_SOURCE EXTRACT_:
-- -- --
For example, if you do not want to run Kafka with some other applications on the same node, set the topologyKey to kubernetes.io/hostname to specify that the Kafka pods should not be scheduled on nodes with the same hostname.

For another example, if you set the topologyKey to topology.kubernetes.io/zone for an anti-affinity rule, and a node in zone us-central1-a is running a Kafka pod. The scheduler looks for a node in a different zone with the node label value of topology.kubernetes.io/zone is not us-central1-a.

Two types of pod affinity/anti-affinity rules are supported:

requiredDuringSchedulingIgnoredDuringExecution
A pod must satisfy these rules to be scheduled onto a node.
preferredDuringSchedulingIgnoredDuringExecution
The scheduler prefers to schedule the pods to nodes that satisfy the specified affinity expression, but it may choose a node that violates one or more of the expressions.
The node with the greatest sum of weights is most preferred.

Pod affinity and anti-affinity apply within a namespace as pods are namespaced.

Configure pod affinity with preferredDuringSchedulingIgnoredDuringExecution

Configure the affinity property of the Confluent components CRs as follows and create or update the resources.

spec:
  podTemplate:
    affinity:
      podAffinity:
        preferredDuringSchedulingIgnoredDuringExecution:
          - podAffinityTerm:     --- [1]
              namespaces:        --- [2]
              labelSelector:     --- [3]
              topologyKey:       --- [4]
          weight:                --- [5]

[1] Required. A pod affinity term, associated with the corresponding weight.
[2] The namespaces the labelSelector applies to (matches against). Null or empty list means the namespace of this pod.
[3] A query used to find matching pods. See Pod label selector for detail.
[4] Required. The label of the cluster node.
This pod should be co-located (affinity) or not co-located (anti-affinity) with the pods matching the labelSelector in the specified namespaces. Co-located is defined as running on a node whose value of the label with topologyKey matches that of any node on which any of the selected pods are running.
An empty topologyKey is not allowed.
[5] Required. The weight associated with matching the corresponding podAffinityTerm in the range 1 - 100.

Configure pod affinity and pod anti-affinity with requiredDuringSchedulingIgnoredDuringExecution

Configure the affinity property of the Confluent components CRs as follows and create or update the resources.

spec:
  podTemplate:
    affinity:
      podAffinity:
        requiredDuringSchedulingIgnoredDuringExecution:
          - labelSelector:      --- [1]
          namespaces:           --- [2]
          topologyKey:          --- [3]

[1] A query used to find matching pods. See Pod label selector for detail.
[2] The namespaces the labelSelector applies to (matches against). Null or empty list means the namespace of this pod.
[3] Required. The label of the cluster node.
This pod should be co-located (affinity) or not co-located (anti-affinity) with the pods matching the labelSelector in the specified namespaces.
-- -- --
_Region labeling items_:
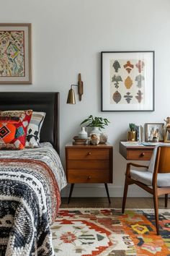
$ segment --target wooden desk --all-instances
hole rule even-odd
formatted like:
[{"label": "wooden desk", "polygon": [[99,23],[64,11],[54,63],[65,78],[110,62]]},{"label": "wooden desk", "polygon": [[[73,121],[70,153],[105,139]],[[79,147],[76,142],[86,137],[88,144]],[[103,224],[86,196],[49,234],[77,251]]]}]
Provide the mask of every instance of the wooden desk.
[{"label": "wooden desk", "polygon": [[126,160],[149,161],[155,146],[125,145],[120,142],[120,153]]}]

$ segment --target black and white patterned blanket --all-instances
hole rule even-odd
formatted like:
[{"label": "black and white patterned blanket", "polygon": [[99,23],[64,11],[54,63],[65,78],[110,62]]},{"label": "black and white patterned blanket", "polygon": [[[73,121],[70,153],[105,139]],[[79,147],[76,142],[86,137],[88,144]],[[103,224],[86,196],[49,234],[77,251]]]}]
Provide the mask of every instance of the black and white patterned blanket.
[{"label": "black and white patterned blanket", "polygon": [[66,185],[49,143],[0,152],[0,256],[54,255],[50,225]]}]

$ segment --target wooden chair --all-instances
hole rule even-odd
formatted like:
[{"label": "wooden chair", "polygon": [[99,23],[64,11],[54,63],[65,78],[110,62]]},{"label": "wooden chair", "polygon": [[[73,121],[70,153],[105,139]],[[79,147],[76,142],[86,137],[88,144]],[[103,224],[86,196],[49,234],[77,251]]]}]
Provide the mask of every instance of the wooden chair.
[{"label": "wooden chair", "polygon": [[[130,166],[145,167],[146,171],[131,170]],[[128,186],[138,185],[153,195],[156,234],[159,234],[158,197],[165,195],[165,207],[168,204],[168,194],[170,193],[170,147],[156,147],[149,166],[133,163],[127,163],[122,213],[124,213]]]}]

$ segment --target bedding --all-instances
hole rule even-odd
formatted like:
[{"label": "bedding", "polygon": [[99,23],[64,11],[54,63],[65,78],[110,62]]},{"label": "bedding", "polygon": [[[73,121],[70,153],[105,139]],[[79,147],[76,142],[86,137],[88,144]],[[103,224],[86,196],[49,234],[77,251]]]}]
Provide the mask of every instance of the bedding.
[{"label": "bedding", "polygon": [[54,255],[50,225],[66,185],[60,158],[49,142],[39,148],[1,151],[1,255]]},{"label": "bedding", "polygon": [[32,110],[0,111],[0,149],[24,148]]}]

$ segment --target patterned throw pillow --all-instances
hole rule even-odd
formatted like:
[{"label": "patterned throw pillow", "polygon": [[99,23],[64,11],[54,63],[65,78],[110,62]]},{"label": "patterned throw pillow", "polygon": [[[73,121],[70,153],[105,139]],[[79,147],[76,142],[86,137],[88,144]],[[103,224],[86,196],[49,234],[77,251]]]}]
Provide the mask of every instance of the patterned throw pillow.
-- -- --
_GIVEN REQUEST 1_:
Duplicate the part of the pod affinity text starting with "[4] Required. The" and going on through "pods are running.".
_GIVEN REQUEST 2_:
Name every field that has a numbered note in the pod affinity text's configuration using preferredDuringSchedulingIgnoredDuringExecution.

_CORRECT ANSWER 1_:
[4] Required. The label of the cluster node.
This pod should be co-located (affinity) or not co-located (anti-affinity) with the pods matching the labelSelector in the specified namespaces. Co-located is defined as running on a node whose value of the label with topologyKey matches that of any node on which any of the selected pods are running.

_CORRECT ANSWER 2_:
podAffinityTerm, namespaces, labelSelector, topologyKey, weight